| SET PROBLEM |
Copy word for word the lines beginning with the one that contains "Task: point at the desk" and continuing through the end of the rows.

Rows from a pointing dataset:

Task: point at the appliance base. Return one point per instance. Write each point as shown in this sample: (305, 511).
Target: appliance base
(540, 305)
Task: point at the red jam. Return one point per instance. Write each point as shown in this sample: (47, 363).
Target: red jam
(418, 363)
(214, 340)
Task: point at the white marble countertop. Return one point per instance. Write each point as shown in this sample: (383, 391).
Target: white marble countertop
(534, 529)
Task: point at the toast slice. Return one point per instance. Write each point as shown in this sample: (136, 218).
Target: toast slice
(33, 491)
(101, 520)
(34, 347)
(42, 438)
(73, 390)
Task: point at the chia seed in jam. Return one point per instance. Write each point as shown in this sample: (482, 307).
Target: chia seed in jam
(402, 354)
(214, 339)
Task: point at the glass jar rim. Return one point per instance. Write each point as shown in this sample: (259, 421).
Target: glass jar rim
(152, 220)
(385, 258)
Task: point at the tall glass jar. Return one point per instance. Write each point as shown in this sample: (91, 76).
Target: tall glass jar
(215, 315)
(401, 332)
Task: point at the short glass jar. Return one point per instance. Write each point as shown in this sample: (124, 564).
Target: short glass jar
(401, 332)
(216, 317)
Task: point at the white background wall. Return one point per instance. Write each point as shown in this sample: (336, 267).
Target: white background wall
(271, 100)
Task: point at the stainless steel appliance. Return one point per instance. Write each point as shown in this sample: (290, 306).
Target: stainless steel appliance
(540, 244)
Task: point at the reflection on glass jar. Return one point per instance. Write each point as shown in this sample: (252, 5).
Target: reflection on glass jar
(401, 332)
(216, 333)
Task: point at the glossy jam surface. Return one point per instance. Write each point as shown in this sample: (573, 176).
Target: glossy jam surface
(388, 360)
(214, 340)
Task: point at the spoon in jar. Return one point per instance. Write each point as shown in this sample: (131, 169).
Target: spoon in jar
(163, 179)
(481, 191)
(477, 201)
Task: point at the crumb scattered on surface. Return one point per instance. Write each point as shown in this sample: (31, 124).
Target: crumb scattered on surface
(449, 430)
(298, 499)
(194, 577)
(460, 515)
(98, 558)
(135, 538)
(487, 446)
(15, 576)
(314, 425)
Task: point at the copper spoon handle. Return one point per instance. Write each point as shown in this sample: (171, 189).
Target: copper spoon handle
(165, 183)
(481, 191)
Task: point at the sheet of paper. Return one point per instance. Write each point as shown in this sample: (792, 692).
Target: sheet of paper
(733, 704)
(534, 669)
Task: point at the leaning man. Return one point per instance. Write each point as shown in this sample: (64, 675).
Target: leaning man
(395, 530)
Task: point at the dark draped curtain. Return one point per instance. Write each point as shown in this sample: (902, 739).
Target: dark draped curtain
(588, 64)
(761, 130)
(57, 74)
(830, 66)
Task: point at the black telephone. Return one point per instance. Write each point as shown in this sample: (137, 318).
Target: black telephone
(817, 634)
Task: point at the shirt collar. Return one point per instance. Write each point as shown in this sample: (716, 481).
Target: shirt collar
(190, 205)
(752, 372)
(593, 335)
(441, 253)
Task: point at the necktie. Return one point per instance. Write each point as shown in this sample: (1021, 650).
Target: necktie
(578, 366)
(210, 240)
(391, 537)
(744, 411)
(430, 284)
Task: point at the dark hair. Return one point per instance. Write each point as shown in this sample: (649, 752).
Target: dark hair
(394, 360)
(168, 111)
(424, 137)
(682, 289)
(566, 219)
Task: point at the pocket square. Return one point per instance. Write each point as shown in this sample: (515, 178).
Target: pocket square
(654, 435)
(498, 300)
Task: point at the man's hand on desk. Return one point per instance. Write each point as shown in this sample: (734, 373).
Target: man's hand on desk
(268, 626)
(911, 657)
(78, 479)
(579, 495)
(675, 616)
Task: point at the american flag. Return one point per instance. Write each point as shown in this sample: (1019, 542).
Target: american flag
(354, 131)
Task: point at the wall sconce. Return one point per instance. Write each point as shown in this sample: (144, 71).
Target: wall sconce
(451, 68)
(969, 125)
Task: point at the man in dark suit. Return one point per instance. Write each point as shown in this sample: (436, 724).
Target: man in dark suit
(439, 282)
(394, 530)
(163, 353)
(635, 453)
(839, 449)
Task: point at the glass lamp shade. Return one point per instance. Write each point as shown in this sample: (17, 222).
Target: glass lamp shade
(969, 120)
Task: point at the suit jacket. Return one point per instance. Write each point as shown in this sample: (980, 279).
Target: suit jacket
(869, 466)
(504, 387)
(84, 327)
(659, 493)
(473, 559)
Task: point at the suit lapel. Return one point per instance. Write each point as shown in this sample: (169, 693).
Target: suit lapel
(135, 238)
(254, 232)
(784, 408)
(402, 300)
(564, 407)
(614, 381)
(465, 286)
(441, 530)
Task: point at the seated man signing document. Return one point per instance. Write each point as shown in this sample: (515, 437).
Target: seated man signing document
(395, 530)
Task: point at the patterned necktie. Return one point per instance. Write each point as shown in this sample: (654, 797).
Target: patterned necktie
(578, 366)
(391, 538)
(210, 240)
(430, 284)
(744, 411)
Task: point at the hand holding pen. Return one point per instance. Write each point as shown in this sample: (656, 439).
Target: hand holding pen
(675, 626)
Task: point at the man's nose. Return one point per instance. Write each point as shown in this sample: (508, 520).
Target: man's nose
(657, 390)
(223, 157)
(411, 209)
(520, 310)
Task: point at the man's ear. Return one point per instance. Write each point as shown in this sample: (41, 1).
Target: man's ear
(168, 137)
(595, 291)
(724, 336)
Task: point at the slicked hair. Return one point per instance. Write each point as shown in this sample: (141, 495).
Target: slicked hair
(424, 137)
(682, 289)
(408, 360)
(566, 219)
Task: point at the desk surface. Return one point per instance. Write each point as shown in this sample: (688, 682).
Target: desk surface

| RESULT OF THIS TASK |
Task: point at the desk surface. Return one point per instance. Write each point as shown in this sample: (688, 682).
Target: desk surface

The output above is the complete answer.